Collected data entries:
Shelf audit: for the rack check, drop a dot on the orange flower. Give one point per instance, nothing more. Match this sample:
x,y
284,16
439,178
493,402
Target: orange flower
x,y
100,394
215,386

TASK INSTRUCTIONS:
Convert each line of the material above into a JSON array of strings, one string per line and no entries for blank lines.

COMPLETED TASK:
[
  "Shelf audit: for the rack check, drop a dot on the orange flower. Give one point per instance, nothing more. Match this sample:",
  "x,y",
  "284,16",
  "439,178",
  "493,402",
  "Target: orange flower",
  "x,y",
  "100,394",
  "215,386"
]